»»

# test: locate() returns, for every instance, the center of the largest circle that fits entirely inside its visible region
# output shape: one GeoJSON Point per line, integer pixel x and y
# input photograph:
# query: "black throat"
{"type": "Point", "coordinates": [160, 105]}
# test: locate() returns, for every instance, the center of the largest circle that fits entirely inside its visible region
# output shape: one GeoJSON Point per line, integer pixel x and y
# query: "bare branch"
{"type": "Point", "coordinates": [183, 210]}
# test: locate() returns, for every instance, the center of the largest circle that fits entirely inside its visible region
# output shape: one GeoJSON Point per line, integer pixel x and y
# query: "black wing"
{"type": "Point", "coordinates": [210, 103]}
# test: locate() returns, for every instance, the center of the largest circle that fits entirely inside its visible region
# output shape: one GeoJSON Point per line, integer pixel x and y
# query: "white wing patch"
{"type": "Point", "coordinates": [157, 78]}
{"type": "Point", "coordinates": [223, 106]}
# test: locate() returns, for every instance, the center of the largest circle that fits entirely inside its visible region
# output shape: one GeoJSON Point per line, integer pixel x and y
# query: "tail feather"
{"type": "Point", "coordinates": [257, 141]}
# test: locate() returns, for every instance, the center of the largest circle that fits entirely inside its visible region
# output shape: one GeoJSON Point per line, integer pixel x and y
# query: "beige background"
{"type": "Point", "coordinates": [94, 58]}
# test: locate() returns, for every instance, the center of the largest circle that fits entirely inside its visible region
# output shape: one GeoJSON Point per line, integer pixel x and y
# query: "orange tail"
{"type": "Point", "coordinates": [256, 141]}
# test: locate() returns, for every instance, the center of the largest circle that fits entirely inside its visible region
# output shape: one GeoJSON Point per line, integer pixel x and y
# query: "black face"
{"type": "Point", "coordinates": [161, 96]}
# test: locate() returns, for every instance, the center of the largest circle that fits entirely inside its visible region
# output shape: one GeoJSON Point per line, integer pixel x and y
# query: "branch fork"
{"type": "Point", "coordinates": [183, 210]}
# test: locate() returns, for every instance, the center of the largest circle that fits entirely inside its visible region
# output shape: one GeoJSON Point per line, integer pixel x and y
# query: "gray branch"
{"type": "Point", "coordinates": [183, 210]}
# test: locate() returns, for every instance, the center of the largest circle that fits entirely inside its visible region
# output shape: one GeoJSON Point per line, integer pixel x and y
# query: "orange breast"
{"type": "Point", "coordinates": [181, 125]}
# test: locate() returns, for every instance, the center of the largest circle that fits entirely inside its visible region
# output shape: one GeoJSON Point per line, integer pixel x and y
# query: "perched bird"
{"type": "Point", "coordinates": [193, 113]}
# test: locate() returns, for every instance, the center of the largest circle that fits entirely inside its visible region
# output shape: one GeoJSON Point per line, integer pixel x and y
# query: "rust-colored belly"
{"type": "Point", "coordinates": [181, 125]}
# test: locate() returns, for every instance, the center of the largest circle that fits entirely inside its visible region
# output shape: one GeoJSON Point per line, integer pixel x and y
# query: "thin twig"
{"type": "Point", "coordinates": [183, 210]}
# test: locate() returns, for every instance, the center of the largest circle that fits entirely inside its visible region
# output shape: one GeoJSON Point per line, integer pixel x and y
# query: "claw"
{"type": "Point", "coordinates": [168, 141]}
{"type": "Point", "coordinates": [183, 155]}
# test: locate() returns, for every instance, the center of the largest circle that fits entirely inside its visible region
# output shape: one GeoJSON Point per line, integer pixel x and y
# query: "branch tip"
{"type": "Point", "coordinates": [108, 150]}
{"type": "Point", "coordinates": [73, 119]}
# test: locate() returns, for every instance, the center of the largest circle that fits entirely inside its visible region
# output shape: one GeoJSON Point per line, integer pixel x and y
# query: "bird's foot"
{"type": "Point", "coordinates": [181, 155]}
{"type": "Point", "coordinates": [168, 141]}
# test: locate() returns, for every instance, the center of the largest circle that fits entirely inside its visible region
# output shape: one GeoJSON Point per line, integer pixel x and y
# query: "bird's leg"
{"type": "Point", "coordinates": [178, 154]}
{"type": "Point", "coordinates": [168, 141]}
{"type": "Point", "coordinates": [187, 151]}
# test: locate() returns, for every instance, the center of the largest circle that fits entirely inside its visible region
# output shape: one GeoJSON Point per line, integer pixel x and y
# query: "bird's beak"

««

WHAT IS REQUIRED
Write out every entry above, word for word.

FINISHED TASK
# test: locate() returns, for every instance, the center of the largest circle that fits entirely inside its visible region
# output shape: one GeoJSON Point per line, integer pixel x and y
# input photograph:
# query: "black throat"
{"type": "Point", "coordinates": [160, 105]}
# test: locate() returns, for every instance, the center of the largest circle that fits entirely inside its visible region
# output shape: one GeoJSON Point per line, integer pixel x and y
# query: "bare branch"
{"type": "Point", "coordinates": [183, 210]}
# test: locate() returns, for every instance, the center of the largest circle that fits entirely inside its visible region
# output shape: one GeoJSON Point per line, integer pixel x and y
# query: "black wing"
{"type": "Point", "coordinates": [210, 103]}
# test: locate() returns, for every instance, the center of the largest circle that fits entirely inside its visible region
# output shape: one GeoJSON Point per line, integer pixel x and y
# query: "white wing patch"
{"type": "Point", "coordinates": [157, 78]}
{"type": "Point", "coordinates": [223, 106]}
# test: locate() returns, for every instance, the center of the largest circle that fits entirely inside its visible region
# output shape: one GeoJSON Point per line, integer pixel x and y
# query: "tail feather"
{"type": "Point", "coordinates": [257, 141]}
# test: locate() returns, for every instance, the center of the largest circle that fits entirely inside its visible region
# output shape: one GeoJSON Point per line, integer pixel x and y
# query: "beige background"
{"type": "Point", "coordinates": [94, 58]}
# test: locate() returns, for every instance, the center of the largest circle that fits entirely inside its visible region
# output shape: one GeoJSON Point per line, integer pixel x and y
# query: "orange tail"
{"type": "Point", "coordinates": [256, 141]}
# test: locate() returns, for every instance, the center of the largest circle that fits entirely inside its visible region
# output shape: one GeoJSON Point per line, integer pixel x and y
# query: "black face"
{"type": "Point", "coordinates": [161, 96]}
# test: locate() returns, for every instance, the center of the largest circle that fits entirely inside its visible region
# output shape: one GeoJSON Point per line, integer pixel x and y
# query: "branch fork"
{"type": "Point", "coordinates": [183, 210]}
# test: locate() returns, for every instance, the center of the largest circle that fits entirely inside its visible region
# output shape: one GeoJSON Point per line, integer pixel x and y
# query: "gray branch"
{"type": "Point", "coordinates": [183, 210]}
# test: locate() returns, for every instance, the center of the largest circle that fits entirely inside its visible region
# output shape: one GeoJSON Point per line, integer pixel x and y
# query: "orange breast"
{"type": "Point", "coordinates": [181, 125]}
# test: locate() returns, for every instance, the center of the largest circle that fits entirely inside its visible region
# output shape: one GeoJSON Point per line, integer pixel x and y
# query: "perched bird"
{"type": "Point", "coordinates": [193, 113]}
# test: locate() returns, for every instance, the center of the largest circle that fits entirely inside its visible region
# output shape: one GeoJSON Point per line, integer pixel x and y
# query: "rust-colored belly"
{"type": "Point", "coordinates": [181, 125]}
# test: locate() returns, for every instance, the center of the largest circle that fits entirely inside its visible region
# output shape: one GeoJSON Point per line, integer pixel x and y
# query: "thin twig"
{"type": "Point", "coordinates": [183, 210]}
# test: locate() returns, for every instance, the center of the largest circle that fits entirely inside its visible region
# output shape: one GeoJSON Point per line, integer pixel x and y
# query: "claw"
{"type": "Point", "coordinates": [168, 141]}
{"type": "Point", "coordinates": [183, 155]}
# test: locate() returns, for every instance, the center of the largest circle that fits entirely inside its visible region
# output shape: one GeoJSON Point per line, integer pixel x and y
# query: "branch tip"
{"type": "Point", "coordinates": [108, 150]}
{"type": "Point", "coordinates": [73, 119]}
# test: locate() returns, for every instance, the center of the largest circle that fits entirely inside its visible region
# output shape: one GeoJSON Point per line, integer pixel x and y
# query: "bird's foot"
{"type": "Point", "coordinates": [181, 155]}
{"type": "Point", "coordinates": [168, 141]}
# test: locate() returns, for every instance, the center of the largest circle that fits entirely inside its visible region
# output shape: one GeoJSON Point per line, integer pixel x and y
# query: "bird's leg"
{"type": "Point", "coordinates": [178, 154]}
{"type": "Point", "coordinates": [168, 141]}
{"type": "Point", "coordinates": [187, 151]}
# test: locate() returns, for every instance, the center of the largest circle that fits entirely inside its visible region
# output shape: one GeoJSON Point per line, integer pixel x and y
# query: "bird's beak"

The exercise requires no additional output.